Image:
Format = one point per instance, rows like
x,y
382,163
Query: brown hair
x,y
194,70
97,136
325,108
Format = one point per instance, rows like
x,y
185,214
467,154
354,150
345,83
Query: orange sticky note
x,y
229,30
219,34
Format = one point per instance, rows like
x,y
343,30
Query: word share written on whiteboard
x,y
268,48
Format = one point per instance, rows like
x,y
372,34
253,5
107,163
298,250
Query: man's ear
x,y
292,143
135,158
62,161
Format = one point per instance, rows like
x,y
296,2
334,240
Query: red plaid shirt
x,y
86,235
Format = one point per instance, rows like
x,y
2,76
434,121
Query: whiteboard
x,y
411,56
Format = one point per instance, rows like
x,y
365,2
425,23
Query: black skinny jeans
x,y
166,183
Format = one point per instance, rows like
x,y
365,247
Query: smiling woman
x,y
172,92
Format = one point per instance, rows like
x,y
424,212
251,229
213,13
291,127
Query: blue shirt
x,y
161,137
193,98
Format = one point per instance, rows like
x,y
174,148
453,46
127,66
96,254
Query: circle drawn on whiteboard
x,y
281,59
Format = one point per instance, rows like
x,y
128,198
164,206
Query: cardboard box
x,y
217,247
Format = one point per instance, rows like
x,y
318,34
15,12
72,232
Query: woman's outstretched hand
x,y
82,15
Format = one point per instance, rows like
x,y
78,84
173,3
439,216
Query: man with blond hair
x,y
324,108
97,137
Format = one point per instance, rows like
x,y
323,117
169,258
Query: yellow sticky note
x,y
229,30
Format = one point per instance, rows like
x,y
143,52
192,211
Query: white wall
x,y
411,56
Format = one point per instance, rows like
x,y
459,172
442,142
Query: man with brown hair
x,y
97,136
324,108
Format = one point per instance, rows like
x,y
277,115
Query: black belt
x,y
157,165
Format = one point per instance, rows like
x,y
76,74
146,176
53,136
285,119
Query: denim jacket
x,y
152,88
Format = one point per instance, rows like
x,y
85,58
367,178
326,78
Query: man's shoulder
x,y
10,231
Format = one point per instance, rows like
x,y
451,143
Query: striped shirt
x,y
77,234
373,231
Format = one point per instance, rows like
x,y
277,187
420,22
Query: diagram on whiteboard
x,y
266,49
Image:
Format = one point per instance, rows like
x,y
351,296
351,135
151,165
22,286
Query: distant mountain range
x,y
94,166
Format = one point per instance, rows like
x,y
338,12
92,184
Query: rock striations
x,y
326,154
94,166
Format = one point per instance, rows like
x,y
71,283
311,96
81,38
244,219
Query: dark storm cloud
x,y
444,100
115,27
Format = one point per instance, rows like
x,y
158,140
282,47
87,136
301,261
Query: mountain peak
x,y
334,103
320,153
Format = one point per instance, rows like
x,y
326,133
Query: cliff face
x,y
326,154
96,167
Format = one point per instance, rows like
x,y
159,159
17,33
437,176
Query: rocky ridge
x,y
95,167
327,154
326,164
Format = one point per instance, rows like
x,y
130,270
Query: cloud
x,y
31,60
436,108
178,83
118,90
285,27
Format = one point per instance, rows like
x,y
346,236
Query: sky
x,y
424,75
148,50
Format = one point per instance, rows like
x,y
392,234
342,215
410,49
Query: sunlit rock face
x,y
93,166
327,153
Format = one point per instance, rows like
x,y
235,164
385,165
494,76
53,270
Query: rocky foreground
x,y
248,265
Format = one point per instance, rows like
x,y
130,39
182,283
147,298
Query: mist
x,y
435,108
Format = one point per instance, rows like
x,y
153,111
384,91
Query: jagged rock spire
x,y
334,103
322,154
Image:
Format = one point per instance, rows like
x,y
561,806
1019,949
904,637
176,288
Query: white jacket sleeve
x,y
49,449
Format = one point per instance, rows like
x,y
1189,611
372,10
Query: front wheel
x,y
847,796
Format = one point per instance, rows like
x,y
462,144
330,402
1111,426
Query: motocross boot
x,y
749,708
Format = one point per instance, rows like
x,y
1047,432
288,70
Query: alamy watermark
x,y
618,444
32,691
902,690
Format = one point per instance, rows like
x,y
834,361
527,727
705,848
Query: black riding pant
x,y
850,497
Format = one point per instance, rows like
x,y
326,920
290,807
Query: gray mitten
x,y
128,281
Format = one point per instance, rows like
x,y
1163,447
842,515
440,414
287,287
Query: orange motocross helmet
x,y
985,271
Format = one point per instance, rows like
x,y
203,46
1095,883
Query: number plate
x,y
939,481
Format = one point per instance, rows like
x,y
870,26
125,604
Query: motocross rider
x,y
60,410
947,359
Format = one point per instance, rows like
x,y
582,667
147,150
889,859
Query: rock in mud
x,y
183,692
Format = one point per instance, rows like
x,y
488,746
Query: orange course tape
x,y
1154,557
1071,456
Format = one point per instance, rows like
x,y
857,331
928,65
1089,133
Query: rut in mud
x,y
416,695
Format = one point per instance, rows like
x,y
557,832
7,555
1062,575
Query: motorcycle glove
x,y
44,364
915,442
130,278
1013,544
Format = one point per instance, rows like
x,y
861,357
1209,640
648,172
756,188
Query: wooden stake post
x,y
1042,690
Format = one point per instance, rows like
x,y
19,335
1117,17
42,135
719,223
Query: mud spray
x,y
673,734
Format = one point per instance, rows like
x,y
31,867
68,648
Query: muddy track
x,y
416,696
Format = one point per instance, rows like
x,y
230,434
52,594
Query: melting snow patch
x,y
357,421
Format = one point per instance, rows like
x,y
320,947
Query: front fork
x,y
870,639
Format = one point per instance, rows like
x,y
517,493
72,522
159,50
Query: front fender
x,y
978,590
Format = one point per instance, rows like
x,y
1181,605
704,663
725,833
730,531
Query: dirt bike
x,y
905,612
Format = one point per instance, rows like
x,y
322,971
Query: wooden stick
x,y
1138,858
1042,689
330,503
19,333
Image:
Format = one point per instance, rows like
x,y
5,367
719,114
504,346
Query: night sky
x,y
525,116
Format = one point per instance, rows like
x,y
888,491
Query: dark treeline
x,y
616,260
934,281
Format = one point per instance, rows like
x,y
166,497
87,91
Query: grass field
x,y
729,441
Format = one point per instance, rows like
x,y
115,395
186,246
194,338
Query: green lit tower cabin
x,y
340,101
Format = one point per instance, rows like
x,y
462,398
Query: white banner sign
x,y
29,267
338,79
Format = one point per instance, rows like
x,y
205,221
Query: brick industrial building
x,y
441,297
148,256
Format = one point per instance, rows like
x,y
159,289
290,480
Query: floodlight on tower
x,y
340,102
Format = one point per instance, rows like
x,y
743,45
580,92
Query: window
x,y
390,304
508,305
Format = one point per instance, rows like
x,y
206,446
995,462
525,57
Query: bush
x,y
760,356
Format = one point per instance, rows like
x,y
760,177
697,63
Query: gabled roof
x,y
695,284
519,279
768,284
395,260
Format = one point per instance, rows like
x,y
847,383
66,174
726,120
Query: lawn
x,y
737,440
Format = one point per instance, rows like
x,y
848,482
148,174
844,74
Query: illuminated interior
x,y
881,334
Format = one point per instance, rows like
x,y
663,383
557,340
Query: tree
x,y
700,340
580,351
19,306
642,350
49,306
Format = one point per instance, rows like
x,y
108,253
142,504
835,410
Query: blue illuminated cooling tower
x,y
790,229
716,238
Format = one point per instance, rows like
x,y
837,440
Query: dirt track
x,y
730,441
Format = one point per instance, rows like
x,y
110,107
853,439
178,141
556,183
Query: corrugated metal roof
--- --- ---
WHAT NEEDS TO BE DONE: Copy the entries above exactly, leaving none out.

THE COMPLETED TASK:
Image:
Format = one point per instance, rows like
x,y
382,163
Query: brown hair
x,y
194,70
97,136
325,108
Format = one point per instance, rows like
x,y
185,214
467,154
354,150
345,83
Query: orange sticky note
x,y
229,30
219,34
Format = one point per instance, rows like
x,y
343,30
Query: word share written on whiteboard
x,y
268,48
Format = one point per instance, rows like
x,y
372,34
253,5
107,163
298,250
Query: man's ear
x,y
292,143
135,158
62,161
Format = one point per instance, rows like
x,y
296,2
334,240
Query: red plaid shirt
x,y
86,235
Format = one point per instance, rows like
x,y
2,76
434,121
Query: whiteboard
x,y
411,56
Format = one point per instance, rows like
x,y
365,2
425,23
Query: black skinny jeans
x,y
166,183
Format = one point per instance, rows like
x,y
365,247
Query: smiling woman
x,y
172,92
Format = one point per instance, rows like
x,y
424,212
251,229
213,13
291,127
Query: blue shirt
x,y
161,137
193,98
Format = one point per instance, rows like
x,y
174,148
453,46
127,66
96,254
Query: circle drawn on whiteboard
x,y
281,59
Format = one point per instance, rows like
x,y
128,198
164,206
Query: cardboard box
x,y
217,247
Format = one point per instance, rows like
x,y
318,34
15,12
72,232
Query: woman's outstretched hand
x,y
82,15
Format = one point per instance, rows like
x,y
78,84
173,3
439,216
Query: man with blond hair
x,y
324,108
97,137
Format = one point per instance, rows like
x,y
323,117
169,258
Query: yellow sticky note
x,y
229,30
Format = one point per instance, rows like
x,y
143,52
192,211
Query: white wall
x,y
411,56
Format = one point per instance, rows like
x,y
459,172
442,142
Query: man with brown hair
x,y
97,136
324,108
Format = one point per instance, rows like
x,y
277,115
Query: black belt
x,y
157,165
Format = one point per instance, rows like
x,y
76,74
146,176
53,136
285,119
Query: denim jacket
x,y
152,88
Format = one point per instance, rows like
x,y
85,58
367,178
326,78
Query: man's shoulder
x,y
10,231
Format = one point per instance, rows like
x,y
451,143
Query: striped shirt
x,y
77,234
373,231
Format = one point per instance, rows like
x,y
277,187
420,22
Query: diagram on whiteboard
x,y
266,49
Image:
Format = one point per instance, rows like
x,y
351,296
351,135
151,165
22,286
Query: distant mountain range
x,y
94,166
Format = one point per instance, rows like
x,y
338,12
92,184
Query: rock striations
x,y
326,154
94,166
Format = one point per instance, rows like
x,y
71,283
311,96
81,38
244,219
Query: dark storm cloud
x,y
444,100
115,27
Format = one point per instance, rows like
x,y
158,140
282,47
87,136
301,261
Query: mountain peak
x,y
334,103
320,153
Format = one point per instance, rows like
x,y
326,133
Query: cliff face
x,y
326,154
96,167
Format = one point per instance, rows like
x,y
159,159
17,33
437,176
Query: rocky ridge
x,y
95,167
327,154
326,164
Format = one point per instance, rows like
x,y
130,270
Query: cloud
x,y
31,60
436,108
178,83
118,90
285,27
Format = one point per instance, rows like
x,y
346,236
Query: sky
x,y
424,75
148,50
Format = one point per instance, rows like
x,y
392,234
342,215
410,49
Query: sunlit rock face
x,y
93,166
327,153
Format = one point per instance, rows like
x,y
235,164
385,165
494,76
53,270
Query: rocky foreground
x,y
248,265
Format = one point per instance, rows like
x,y
130,39
182,283
147,298
Query: mist
x,y
435,108
Format = one point per instance, rows like
x,y
153,111
384,91
Query: jagged rock spire
x,y
334,103
322,154
Image:
Format = one point per instance, rows like
x,y
561,806
1019,949
904,637
176,288
Query: white jacket sleeve
x,y
49,449
Format = one point per instance, rows like
x,y
1189,611
372,10
Query: front wheel
x,y
847,796
Format = one point per instance, rows like
x,y
462,144
330,402
1111,426
Query: motocross boot
x,y
749,708
Format = one point per instance, rows like
x,y
1047,432
288,70
Query: alamy watermark
x,y
618,444
32,691
902,690
Format = one point per instance, rows like
x,y
834,361
527,727
705,848
Query: black riding pant
x,y
850,497
Format = one point per instance, rows like
x,y
326,920
290,807
Query: gray mitten
x,y
128,281
Format = one point per instance, rows like
x,y
1163,447
842,515
440,414
287,287
Query: orange motocross helmet
x,y
985,271
Format = one point per instance, rows like
x,y
203,46
1095,883
Query: number plate
x,y
939,481
Format = one point per instance, rows like
x,y
870,26
125,604
Query: motocross rider
x,y
60,410
947,359
Format = one point per instance, rows like
x,y
582,667
147,150
889,859
Query: rock in mud
x,y
183,692
Format = one point per instance, rows like
x,y
488,746
Query: orange course tape
x,y
1154,557
1071,456
Format = one point per instance, rows like
x,y
857,331
928,65
1089,133
Query: rut in mud
x,y
416,695
Format = one point per instance, rows like
x,y
557,832
7,555
1062,575
Query: motorcycle glove
x,y
44,364
915,442
130,278
1013,544
Format = one point per instance, rows like
x,y
861,357
1209,640
648,172
756,188
Query: wooden stake post
x,y
1042,690
Format = one point per instance, rows like
x,y
19,335
1117,17
42,135
719,223
Query: mud spray
x,y
673,734
Format = one point per instance, rows like
x,y
31,867
68,648
Query: muddy track
x,y
416,696
Format = one point per instance, rows like
x,y
230,434
52,594
Query: melting snow patch
x,y
357,421
Format = one point per instance, rows like
x,y
320,947
Query: front fork
x,y
870,639
Format = one point per instance, rows like
x,y
517,493
72,522
159,50
Query: front fender
x,y
978,590
Format = one point per instance, rows like
x,y
1181,605
704,663
725,833
730,531
Query: dirt bike
x,y
905,612
Format = one point per instance, rows like
x,y
322,971
Query: wooden stick
x,y
1138,858
1042,689
330,503
19,333
Image:
Format = one point per instance, rows like
x,y
5,367
719,114
504,346
Query: night sky
x,y
525,116
Format = one point per instance, rows like
x,y
888,491
Query: dark treeline
x,y
616,260
934,281
Format = one point per instance, rows like
x,y
166,497
87,91
Query: grass field
x,y
729,441
Format = one point per instance, rows like
x,y
115,395
186,246
194,338
Query: green lit tower cabin
x,y
340,101
Format = one point per instance, rows like
x,y
462,398
Query: white banner sign
x,y
29,267
338,79
Format = one point per instance, rows like
x,y
205,221
Query: brick industrial building
x,y
441,297
148,256
Format = one point per instance, rows like
x,y
159,289
290,480
Query: floodlight on tower
x,y
340,102
Format = one point per instance, rows like
x,y
743,45
580,92
Query: window
x,y
390,304
508,305
Format = one point per instance, rows like
x,y
206,446
995,462
525,57
Query: bush
x,y
760,356
Format = one point per instance, rows like
x,y
760,177
697,63
Query: gabled roof
x,y
695,284
519,279
768,284
395,260
Format = one point per instance, rows like
x,y
847,383
66,174
726,120
Query: lawn
x,y
737,440
Format = one point per instance, rows like
x,y
848,482
148,174
844,74
Query: illuminated interior
x,y
881,334
Format = one point per instance, rows like
x,y
663,383
557,340
Query: tree
x,y
700,340
580,351
19,306
642,350
49,306
Format = one point per instance, rows like
x,y
108,253
142,504
835,410
Query: blue illuminated cooling tower
x,y
790,229
716,238
Format = one point per instance, rows like
x,y
837,440
Query: dirt track
x,y
730,441
Format = one point per instance, rows like
x,y
110,107
853,439
178,141
556,183
Query: corrugated metal roof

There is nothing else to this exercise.